Page.
Food for Thought: Year-End Charitable Gifts

Charitable Gifting

Charitable giving is a great way to close out the year, and there are so many creative and impactful ways to do so. Whether you send a check to an organization that you value or you collect and distribute gifts to those less fortunate, charitable giving is what makes the holidays meaningful and connects us to others in ways we would not be able to otherwise.

I would like to take this time to remind you of some tax rules for gift-giving to charities. The basic rule is that a charitable gift is considered made on the “date of delivery.”  This will determine (A) the tax year in which the gift is deductible; and (B) the value of the gift for assets that have appreciating and depreciating value.

The method for establishing the date of delivery depends on the type of gift contributed and how it is given to a charity. Here are a few of the most common types of gifts given to a charity:

  1. Gifts by check: Under the “mailbox rule,” the date of mailing to the charity is deemed the date of delivery if there are no restrictions on the time or manner of payment and the check is honored when presented. Thus, a donor will get a deduction on a 2017 income tax return for a check mailed via US postal services on December 31, even though it is not received by the charity until January 2018. When it is important to establish the delivery date, the donor should not rely on the postage meter; rather, the donor should mail the gift through the post office via certified or registered mail with a return receipt requested.
  2. Credit card gifts: Charitable contributions made using a credit card are deductible when the bank pays the charity. The gift is deemed made as of the date the bank mails, transfers, or delivers the funds to the charity. That date is shown on the bank’s monthly statement, but it might not be the date (or, more significantly, the year) that the donor directed the transfer. However, contributions made by text message are deductible in the year the text message is sent. A telephone bill showing the name of the charity, the date of the contribution, and the amount of the contribution will be proof of the date of the gift.
  3. Gifts of tangible personal property: The date the property is received by the charity is the delivery date. The title must also be transferred, if applicable.
  4. Real estate: The date the charity receives a properly executed deed is the delivery date.
  5. Pledges: For income tax purposes, pledges are deductible in the year they are fulfilled, not in the year they are made.

Don’t forget: You can also make gifts of up to $14,000.00 to an unlimited number of people before December 31, 2017, free from any federal gift tax consequences.

Happy Year-End Giving!

Exercise goal. According to the page on year-end charitable gifts, when is a real estate gift considered delivered?

Supplied information.
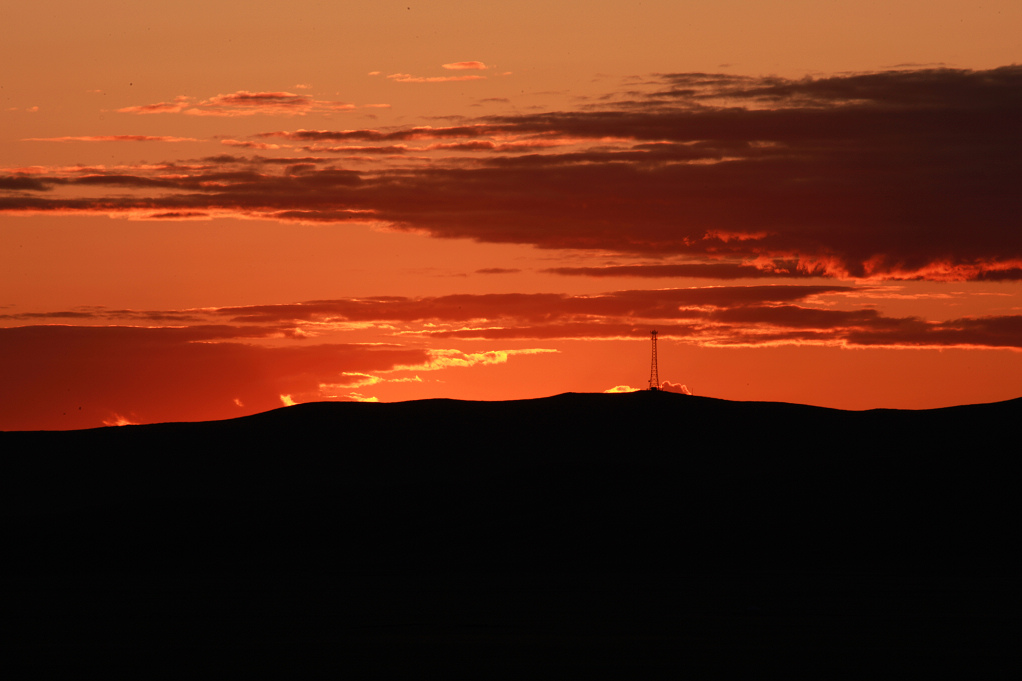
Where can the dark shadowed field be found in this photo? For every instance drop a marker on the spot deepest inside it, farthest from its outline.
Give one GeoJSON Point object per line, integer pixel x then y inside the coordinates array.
{"type": "Point", "coordinates": [635, 534]}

Answer to the task. On the date the charity receives a properly executed deed.